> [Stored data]
_ _ _
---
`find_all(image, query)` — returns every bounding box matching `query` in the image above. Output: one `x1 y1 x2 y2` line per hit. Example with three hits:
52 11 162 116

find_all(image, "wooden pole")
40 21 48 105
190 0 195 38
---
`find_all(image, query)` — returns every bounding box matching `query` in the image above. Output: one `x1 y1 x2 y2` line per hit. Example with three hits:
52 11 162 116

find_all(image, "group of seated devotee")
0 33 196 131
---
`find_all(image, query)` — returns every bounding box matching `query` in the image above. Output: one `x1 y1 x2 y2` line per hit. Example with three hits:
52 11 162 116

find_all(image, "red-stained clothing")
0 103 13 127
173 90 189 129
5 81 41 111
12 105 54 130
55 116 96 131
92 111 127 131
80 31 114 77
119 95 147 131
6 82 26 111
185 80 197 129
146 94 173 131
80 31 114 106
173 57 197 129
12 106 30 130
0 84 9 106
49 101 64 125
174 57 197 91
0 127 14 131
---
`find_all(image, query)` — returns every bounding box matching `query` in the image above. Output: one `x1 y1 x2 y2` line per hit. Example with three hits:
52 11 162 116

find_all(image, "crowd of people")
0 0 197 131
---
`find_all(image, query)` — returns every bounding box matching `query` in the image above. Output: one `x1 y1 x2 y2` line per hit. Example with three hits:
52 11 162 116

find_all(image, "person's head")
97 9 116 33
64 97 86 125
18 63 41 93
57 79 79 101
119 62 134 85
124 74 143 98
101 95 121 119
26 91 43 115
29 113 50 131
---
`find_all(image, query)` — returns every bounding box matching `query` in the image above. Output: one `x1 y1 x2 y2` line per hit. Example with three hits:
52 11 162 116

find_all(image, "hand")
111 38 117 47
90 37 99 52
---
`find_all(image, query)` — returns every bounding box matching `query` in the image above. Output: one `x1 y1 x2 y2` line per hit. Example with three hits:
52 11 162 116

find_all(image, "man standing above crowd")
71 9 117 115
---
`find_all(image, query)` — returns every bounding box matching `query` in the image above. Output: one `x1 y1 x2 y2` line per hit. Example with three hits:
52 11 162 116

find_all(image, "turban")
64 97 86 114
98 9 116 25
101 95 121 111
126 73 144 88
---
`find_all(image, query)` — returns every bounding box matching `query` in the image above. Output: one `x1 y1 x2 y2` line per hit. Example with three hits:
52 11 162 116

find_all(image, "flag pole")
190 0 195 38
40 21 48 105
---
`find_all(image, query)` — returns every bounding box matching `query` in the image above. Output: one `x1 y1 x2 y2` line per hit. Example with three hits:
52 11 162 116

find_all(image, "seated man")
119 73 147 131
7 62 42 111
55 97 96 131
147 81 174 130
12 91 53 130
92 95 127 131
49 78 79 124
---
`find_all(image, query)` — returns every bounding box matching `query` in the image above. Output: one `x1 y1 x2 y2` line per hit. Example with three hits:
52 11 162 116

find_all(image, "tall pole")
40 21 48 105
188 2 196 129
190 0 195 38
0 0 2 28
_ _ _
In full and without alteration, return every line above.

> [Exercise answer]
---
`find_all(image, query)` — returns every bounding box matching `query` in the image above. Output: one `x1 y1 x2 y2` line per hit. Example with three hits:
52 11 162 116

find_all(image, "wooden pole")
40 21 48 105
190 0 195 38
---
`find_all(image, query)` — returns every bounding box matching `query` in the image above. Output: one `x1 y1 x2 y2` line per hit. Example with three hits:
52 11 162 116

find_all(image, "group of seated devotee")
0 33 196 131
---
`find_all(image, query)` — returns every bounding box matching `query` in the image above. Output: one `x1 y1 x2 y2` line per hit. Example with three hits:
52 11 162 116

find_all(image, "red-stained clothing")
0 103 13 127
173 90 189 129
5 81 41 111
12 105 54 130
55 116 96 131
92 111 127 131
80 31 114 77
119 95 147 131
6 82 26 111
185 80 197 129
146 94 173 131
80 31 114 106
173 57 197 129
12 106 30 130
0 84 9 106
49 101 64 125
174 57 197 91
0 127 14 131
---
`find_all(image, query)` — returns every bounding box matching `query` in the image above. Output: one `x1 y1 x2 y2` line per hit. Example with three hits:
52 11 162 116

find_all(image, "crowd of people")
0 0 197 131
---
`find_all(image, query)` — returns every bounding box matching `query` in the image above. Output: one `x1 y1 x2 y2` line per hit. Example with three hits:
52 11 162 116

find_all(image, "person's head")
97 9 116 33
64 97 86 125
18 63 41 93
57 79 79 101
119 62 134 85
124 74 143 98
101 95 121 119
26 91 43 115
29 113 50 131
---
`find_all(image, query)` — returns every bounding box matching `query` in the image above. Output: one `x1 y1 x2 y2` line per hit. Example with three hits:
52 11 162 116

find_all(image, "hand")
111 38 117 47
90 37 99 52
---
`find_all(image, query)` — returns every bounding box matching `query` in the image above. Output: one `x1 y1 x2 y2` line per hit. Example with three hits:
52 11 162 116

find_all(image, "man standing above crowd")
71 9 117 115
---
`find_all(image, query)` — returns every bounding box matching `query` in the image above. Output: one `x1 y1 x2 y2` line per hit. Example with three hits:
52 11 162 116

find_all(image, "turban")
64 97 86 114
98 9 116 25
101 95 121 111
126 73 144 88
---
`find_all(image, query)` — returns every bounding box matching `query` in the image above. Output: one `x1 y1 x2 y2` line per hit. Example with three hits:
52 11 162 116

find_all(image, "flag pole")
190 0 195 38
40 21 48 105
---
`find_all(image, query)` — returns every bounding box matching `query` in the image above. Output: one `x1 y1 x2 y2` line per hit. Example with three hits:
52 11 162 116

find_all(image, "seated man")
119 73 147 131
7 62 42 111
55 97 96 131
147 81 174 130
12 91 53 130
92 95 127 131
49 78 79 124
---
`find_all(image, query)` — returns every bounding box matching `query` in the image above. Output: one `x1 y1 x2 y2` line per hit. Example with three hits:
52 11 162 116

find_all(image, "tall pole")
40 21 48 105
188 2 196 129
190 0 195 38
0 0 2 28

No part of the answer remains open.